YOUR TASKS:
1 - In the essay on salvation, which word is called the critical verb?
2 - Write out everything in the essay on salvation from "Set aside the" down to "all reborn (M-1.3:10-11).".

Discover more from Sean Reagan / A Course in Miracles
Talking Our Way to Salvation
. . . and an invitation
We are saved - are forgiven and remember we are saved - when a single brother or sister sees only Christ in us and thus remembers that they are Christ. They become our savior when this happens because their awakening awakens in us the means by which we remember that we too are Christ.
In time, as the dream's edges soften and blur with the happy light of understanding, it becomes clear that in Christ there is no separation. It is not "many joined as one." There is only one.
Today I choose to see a world forgiven, in which everyone shows me the face of Christ, and teaches me that what I look upon belongs to me; that nothing is, except Your holy Son (W-pII.269.1:5).
Set aside the critical verb ("choose") and the metaphysical caveat ("a world") and see instead how we cannot wake up alone. Every single person we encounter - from the one we pass mindlessly on a street in a city we will never visit again to the one who will never stop weeping at our grave - is our savior. There are no exceptions.
We are called to take this unconditional inclusion literally, you and I. We become teachers of God's peace and love (because we will know perfectly God's peace and love) the instant we see another - any other - as our own self (M-1.3:9). In that moment we and the world are saved; in that moment we are all reborn (M-1.3:10-11).
It is okay - it is more than okay - to be intentional with respect to this. It is okay to deliberately seek Christ in the other, to practice the radical love contemplated by A Course in Miracles in all our affairs, and, most importantly - for upon this does salvation depend - to become willing to be the other's savior.

PROVIDED RECORDS:
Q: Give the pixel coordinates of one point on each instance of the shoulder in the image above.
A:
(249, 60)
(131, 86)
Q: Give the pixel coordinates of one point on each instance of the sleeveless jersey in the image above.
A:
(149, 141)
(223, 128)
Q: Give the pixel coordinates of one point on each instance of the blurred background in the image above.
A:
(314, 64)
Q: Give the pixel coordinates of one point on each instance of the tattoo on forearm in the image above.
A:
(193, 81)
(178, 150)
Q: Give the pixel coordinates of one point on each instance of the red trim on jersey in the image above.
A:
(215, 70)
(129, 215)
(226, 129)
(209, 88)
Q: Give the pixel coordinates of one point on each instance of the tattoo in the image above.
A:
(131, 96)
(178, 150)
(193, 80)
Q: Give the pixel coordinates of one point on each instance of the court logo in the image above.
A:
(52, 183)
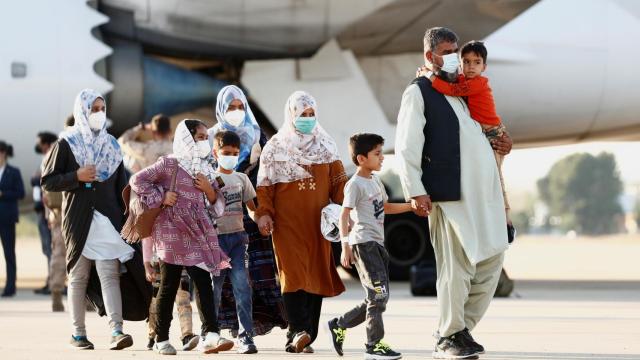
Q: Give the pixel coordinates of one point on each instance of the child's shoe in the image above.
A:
(81, 343)
(164, 348)
(246, 345)
(120, 340)
(337, 335)
(189, 342)
(214, 343)
(381, 351)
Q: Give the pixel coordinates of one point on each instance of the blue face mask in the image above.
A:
(305, 124)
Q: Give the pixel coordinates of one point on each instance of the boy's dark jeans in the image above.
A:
(235, 246)
(372, 263)
(170, 276)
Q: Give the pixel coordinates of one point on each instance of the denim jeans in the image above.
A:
(372, 263)
(235, 246)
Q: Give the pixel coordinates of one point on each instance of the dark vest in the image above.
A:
(441, 151)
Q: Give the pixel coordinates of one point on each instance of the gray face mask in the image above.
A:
(447, 76)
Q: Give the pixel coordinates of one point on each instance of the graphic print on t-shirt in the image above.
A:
(378, 207)
(232, 195)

RESPONSES FOR EACH TASK:
1 - "Choose."

2 -
Set aside the critical verb ("choose") and the metaphysical caveat ("a world") and see instead how we cannot wake up alone. Every single person we encounter - from the one we pass mindlessly on a street in a city we will never visit again to the one who will never stop weeping at our grave - is our savior. There are no exceptions.
We are called to take this unconditional inclusion literally, you and I. We become teachers of God's peace and love (because we will know perfectly God's peace and love) the instant we see another - any other - as our own self (M-1.3:9). In that moment we and the world are saved; in that moment we are all reborn (M-1.3:10-11).